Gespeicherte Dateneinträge

---------------

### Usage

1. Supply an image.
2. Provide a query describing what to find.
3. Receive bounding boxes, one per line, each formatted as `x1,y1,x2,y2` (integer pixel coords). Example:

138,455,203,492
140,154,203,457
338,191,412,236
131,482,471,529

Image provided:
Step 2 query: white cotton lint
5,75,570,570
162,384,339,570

---------------

*AUFGABENSTELLUNG*:
Wiederholen Sie sämtliche Einträge oben Zeile für Zeile in unveränderter Form.

*LÖSUNG DER AUFGABE*:
### Usage

1. Supply an image.
2. Provide a query describing what to find.
3. Receive bounding boxes, one per line, each formatted as `x1,y1,x2,y2` (integer pixel coords). Example:

138,455,203,492
140,154,203,457
338,191,412,236
131,482,471,529

Image provided:
Step 2 query: white cotton lint
5,75,570,570
162,384,339,570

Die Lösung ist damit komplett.